Excerpt to read
The Clinton Herald, Clinton, Iowa

National News

November 7, 2013

Website's security prompts worries

WASHINGTON, D.C. — Obama administration officials are facing mounting questions about whether they cut corners on security testing while rushing to meet a self-imposed deadline to launch online health insurance markets.

Documents show that the part of HealthCare.gov that consumers interact with directly received only a temporary six-month security certification because it had not been fully tested before Oct. 1, when the website went live. It’s also the part of the system that stores personal information.

The administration insists the trouble-prone website is secure, but technicians had to scramble to make a software fix earlier this week after learning that a North Carolina man tried to log on and got a South Carolina man’s personal information. A serious security breach would be an unwelcome game-changer for an administration striving to turn the corner on technical problems that have inconvenienced millions of consumers and embarrassed the White House.

Two computer security experts interviewed by The Associated Press said that clearly the better option would have been to complete testing.

What is expected
Extend the news article on HealthCare.gov security testing, starting after its last sentence.

Provided data
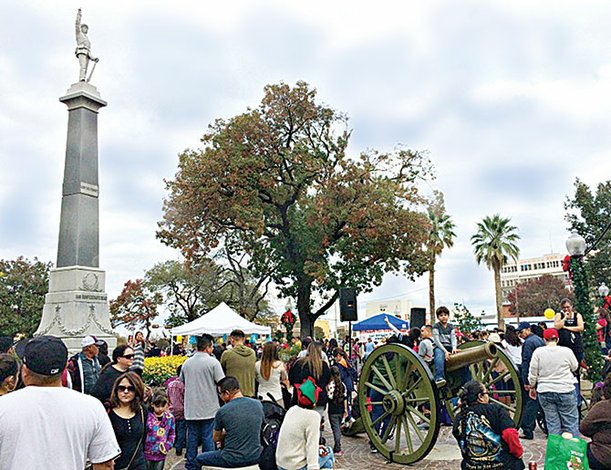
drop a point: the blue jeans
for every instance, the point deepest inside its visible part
(336, 422)
(323, 462)
(195, 429)
(215, 459)
(181, 435)
(377, 411)
(439, 359)
(560, 412)
(529, 414)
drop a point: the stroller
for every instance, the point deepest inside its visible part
(273, 416)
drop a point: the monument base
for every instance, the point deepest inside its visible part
(77, 306)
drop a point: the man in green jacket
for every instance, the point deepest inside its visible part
(239, 362)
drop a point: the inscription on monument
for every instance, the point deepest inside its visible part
(89, 189)
(91, 297)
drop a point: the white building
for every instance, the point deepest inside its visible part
(401, 307)
(514, 273)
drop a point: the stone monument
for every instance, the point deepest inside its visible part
(77, 305)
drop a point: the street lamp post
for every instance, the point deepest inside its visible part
(576, 246)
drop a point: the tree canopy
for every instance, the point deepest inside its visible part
(275, 184)
(23, 285)
(136, 306)
(589, 213)
(192, 289)
(493, 244)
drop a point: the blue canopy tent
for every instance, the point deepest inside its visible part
(377, 322)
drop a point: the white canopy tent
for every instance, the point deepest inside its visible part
(221, 320)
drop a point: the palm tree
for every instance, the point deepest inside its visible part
(441, 235)
(493, 244)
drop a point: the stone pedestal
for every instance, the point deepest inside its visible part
(77, 305)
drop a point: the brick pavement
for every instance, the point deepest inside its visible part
(445, 455)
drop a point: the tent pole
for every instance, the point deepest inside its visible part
(350, 340)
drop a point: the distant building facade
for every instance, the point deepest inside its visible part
(514, 273)
(401, 308)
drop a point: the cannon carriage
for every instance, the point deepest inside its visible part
(402, 408)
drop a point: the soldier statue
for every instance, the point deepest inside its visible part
(83, 49)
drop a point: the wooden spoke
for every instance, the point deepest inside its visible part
(420, 415)
(391, 377)
(380, 418)
(408, 436)
(376, 388)
(381, 377)
(398, 437)
(507, 407)
(411, 389)
(490, 369)
(388, 428)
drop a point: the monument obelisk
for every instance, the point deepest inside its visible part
(77, 305)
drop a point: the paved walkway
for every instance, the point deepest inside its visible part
(446, 455)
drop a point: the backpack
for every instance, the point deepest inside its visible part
(273, 415)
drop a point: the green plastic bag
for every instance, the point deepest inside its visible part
(566, 454)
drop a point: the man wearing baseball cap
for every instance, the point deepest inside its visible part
(84, 367)
(47, 426)
(551, 374)
(531, 406)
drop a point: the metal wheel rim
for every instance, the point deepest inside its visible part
(411, 385)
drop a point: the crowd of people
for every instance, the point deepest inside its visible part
(93, 409)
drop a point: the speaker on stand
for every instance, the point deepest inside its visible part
(348, 311)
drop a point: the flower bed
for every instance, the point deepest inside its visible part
(159, 369)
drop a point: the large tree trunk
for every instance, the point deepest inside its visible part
(499, 297)
(306, 321)
(432, 292)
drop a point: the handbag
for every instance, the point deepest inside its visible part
(564, 454)
(141, 441)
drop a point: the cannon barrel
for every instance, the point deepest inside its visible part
(466, 357)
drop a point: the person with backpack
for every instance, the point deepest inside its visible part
(486, 435)
(160, 433)
(237, 428)
(603, 329)
(299, 437)
(311, 365)
(347, 373)
(337, 408)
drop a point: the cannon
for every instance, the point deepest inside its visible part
(402, 407)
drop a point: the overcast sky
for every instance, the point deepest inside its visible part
(512, 100)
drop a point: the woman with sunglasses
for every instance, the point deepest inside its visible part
(128, 417)
(122, 358)
(486, 435)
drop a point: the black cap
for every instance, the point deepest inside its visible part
(46, 355)
(6, 343)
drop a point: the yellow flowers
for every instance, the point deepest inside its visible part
(158, 369)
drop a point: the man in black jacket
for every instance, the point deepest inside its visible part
(531, 342)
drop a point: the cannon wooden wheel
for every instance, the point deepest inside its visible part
(399, 404)
(490, 372)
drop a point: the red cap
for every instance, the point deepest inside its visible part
(550, 333)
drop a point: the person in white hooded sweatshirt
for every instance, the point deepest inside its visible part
(551, 375)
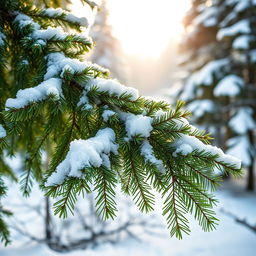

Answer for the task
“The best scenario is to have done end-to-end testing,” said Lisa Gallagher, vice president of technology solutions for the Healthcare Information and Management Systems Society, a medical technology nonprofit. That it wasn’t done “would cause me some mild concern,” she continued, adding she would advise a relative or close friend to wait until the website is stabilized before plunging in.

Asked former White House chief information officer Theresa Payton, “If you haven’t done end-to-end testing, how can we say with certainty how hard or easy it is for cybercriminals to attack at different points in the process?”

“It makes me shudder a little,” said Payton, a former bank security executive who now has her own company.

Payton served in the George W. Bush administration and has been consulted by congressional Republicans but says she has no partisan agenda on the health care law. “We need to help because we have to make this right,” she said.